=== Text ===

Federal officials caution employers on using AI in hiring
The Justice Department and the Equal Employment Opportunity Commission are sounding the alarm about the potential for AI human resources tools to discriminate against individuals with disabilities.
The growing use of artificial intelligence and other software tools for hiring, performance monitoring and pay determination in the workplace is compounding discriminiation against people with disabilities, federal civil rights officials say.
Artificial intelligence can be deployed to target job ads to certain potential applicants, hold online job interviews, assess the skills of job applicants and even decide if an applicant meets job requirements. But the technology can discriminate against applicants and employees with disabilities.
On Thursday, the Equal Employment Opportunity Commission and the Department of Justice put employers on alert that they're responsible for not using AI tools in ways that discriminate and inform employees of their rights, agency officials told reporters.
"We are sounding an alarm regarding the dangers tied to blind reliance on AI and other technologies that we are seeing increasingly used by employers," said Kristen Clarke, assistant attorney general for civil rights at DOJ.
"No doubt the use of AI is compounding the longstanding discrimination that job seekers with disabilties face. This is the first step in what we hope will be robust, comprehensive action to eliminate the barriers that are locking too many qualified and eligible people with disabilities out of our job market," she continued.
A person with a stutter, for example, won't be fairly rated by a software that analyzes speech patterns to make assessments about problem solving or other characteristics, Charlotte Burrows, chair of the Equal Employment Opportunity Commission, told reporters.
The Justice Department enforces these laws for state and local governments – it's a "particular area of focus" and a "top priority," said Clarke – and the EEOC has jurisdiction over private employers and the federal government itself.
The EEOC guidance offers advice to employers on how to vet tools.
There are three principle ways that employers run afoul of civil rights laws: by not giving the accommodations needed to ensure that everyone is being fairly and accurate assessed by a tool or algorithm; by screening out people with disabilities in the hiring process, even if they can do the job; and by using these tools to ask medical questions or inquiries about someone's disability. When employers do want to use algorithmic decision-making tools, they need to make sure that these tools are only measuring for skills actually needed for the job, and doing this directly, as opposed to measuring characteristics that might be correlated with those skills.
Vendors that claim their tools are "bias free," for example, are often talking about discrimination based on race, gender, religion and national origin and not referring to disability.
"This is an area where I think particularly because it is developing so rapidly and it's so vitally important, where it's important that the federal government lead," Burrows said. "There's enormous potential to streamline things, to be helpful to everyone, but we cannot let these tools become a high-tech pathway to discimination."

=== Records provided ===

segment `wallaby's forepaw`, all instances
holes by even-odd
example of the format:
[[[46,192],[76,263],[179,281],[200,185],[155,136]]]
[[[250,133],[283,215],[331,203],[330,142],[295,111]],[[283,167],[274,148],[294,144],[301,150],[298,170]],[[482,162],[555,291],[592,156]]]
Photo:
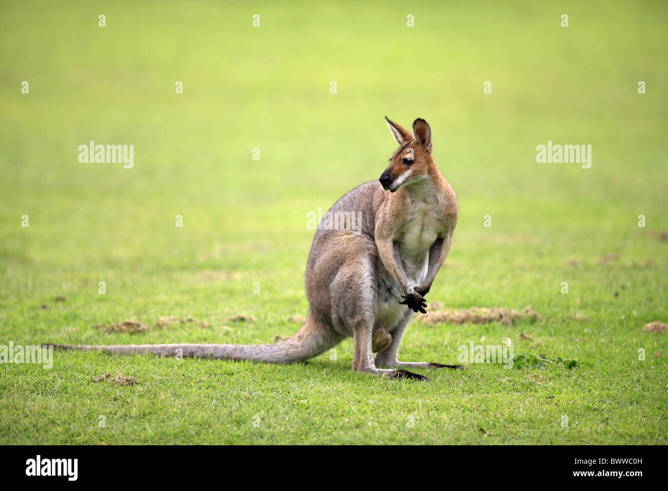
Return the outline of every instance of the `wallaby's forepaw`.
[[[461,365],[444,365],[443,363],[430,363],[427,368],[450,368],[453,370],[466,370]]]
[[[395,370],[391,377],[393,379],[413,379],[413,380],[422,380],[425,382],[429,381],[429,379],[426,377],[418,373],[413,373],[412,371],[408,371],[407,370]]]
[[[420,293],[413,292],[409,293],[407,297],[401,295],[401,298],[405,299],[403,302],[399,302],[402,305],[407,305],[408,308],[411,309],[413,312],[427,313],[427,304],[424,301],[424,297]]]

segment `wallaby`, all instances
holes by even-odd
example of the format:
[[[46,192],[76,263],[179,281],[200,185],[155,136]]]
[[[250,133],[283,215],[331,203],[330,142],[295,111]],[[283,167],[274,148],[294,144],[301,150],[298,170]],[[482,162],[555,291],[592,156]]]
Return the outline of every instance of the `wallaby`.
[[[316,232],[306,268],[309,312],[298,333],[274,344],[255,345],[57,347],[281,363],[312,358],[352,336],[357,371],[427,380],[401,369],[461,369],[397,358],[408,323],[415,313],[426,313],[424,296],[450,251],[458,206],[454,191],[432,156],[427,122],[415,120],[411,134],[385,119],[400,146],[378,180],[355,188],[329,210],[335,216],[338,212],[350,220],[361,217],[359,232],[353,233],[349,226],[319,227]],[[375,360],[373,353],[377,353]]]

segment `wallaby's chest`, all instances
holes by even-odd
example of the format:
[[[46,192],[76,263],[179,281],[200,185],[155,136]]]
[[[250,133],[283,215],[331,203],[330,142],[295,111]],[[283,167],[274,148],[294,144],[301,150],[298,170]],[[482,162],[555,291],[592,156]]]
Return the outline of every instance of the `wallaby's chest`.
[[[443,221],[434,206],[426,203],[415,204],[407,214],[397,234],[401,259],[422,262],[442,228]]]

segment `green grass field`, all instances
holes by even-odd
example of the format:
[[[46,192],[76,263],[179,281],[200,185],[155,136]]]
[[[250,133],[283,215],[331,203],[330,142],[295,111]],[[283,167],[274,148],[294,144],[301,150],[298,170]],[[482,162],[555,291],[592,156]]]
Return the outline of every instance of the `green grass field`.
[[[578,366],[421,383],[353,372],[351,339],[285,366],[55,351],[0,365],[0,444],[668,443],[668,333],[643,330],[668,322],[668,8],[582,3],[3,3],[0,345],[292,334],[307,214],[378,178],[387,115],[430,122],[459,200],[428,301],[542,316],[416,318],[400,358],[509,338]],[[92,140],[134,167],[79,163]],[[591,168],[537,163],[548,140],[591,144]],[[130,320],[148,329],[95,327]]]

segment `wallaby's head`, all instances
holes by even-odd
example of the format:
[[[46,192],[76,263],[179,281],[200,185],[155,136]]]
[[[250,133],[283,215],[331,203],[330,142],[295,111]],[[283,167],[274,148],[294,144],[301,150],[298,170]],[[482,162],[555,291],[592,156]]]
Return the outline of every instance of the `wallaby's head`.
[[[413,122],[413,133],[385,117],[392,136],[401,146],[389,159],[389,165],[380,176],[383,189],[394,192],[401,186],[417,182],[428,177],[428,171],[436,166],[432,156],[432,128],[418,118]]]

===

Prompt 1:
Answer these questions from the article on AI in hiring:
(a) What position does Kristen Clarke hold?
(b) Which agency has jurisdiction over private employers?
(c) What kind of person does Charlotte Burrows give as an example of someone speech-analysis software won't rate fairly?
Prompt 2:
Rewrite the passage of the article on AI in hiring between "The growing use" and "employees with disabilities.", inclusive, substituting "productivity tracking" for "performance monitoring".
Prompt 3:
Summarize the article on AI in hiring in two sentences.

Task response 1:
(a) Assistant attorney general for civil rights at the Justice Department.
(b) The Equal Employment Opportunity Commission.
(c) A person with a stutter.

Task response 2:
The growing use of artificial intelligence and other software tools for hiring, productivity tracking and pay determination in the workplace is compounding discriminiation against people with disabilities, federal civil rights officials say.
Artificial intelligence can be deployed to target job ads to certain potential applicants, hold online job interviews, assess the skills of job applicants and even decide if an applicant meets job requirements. But the technology can discriminate against applicants and employees with disabilities.

Task response 3:
The Justice Department and the Equal Employment Opportunity Commission warn that AI and other software tools used for hiring, performance monitoring and pay determination can discriminate against people with disabilities. The agencies have told employers that they are responsible for not using such tools in discriminatory ways, and EEOC guidance advises employers to make sure the tools directly measure only skills actually needed for the job.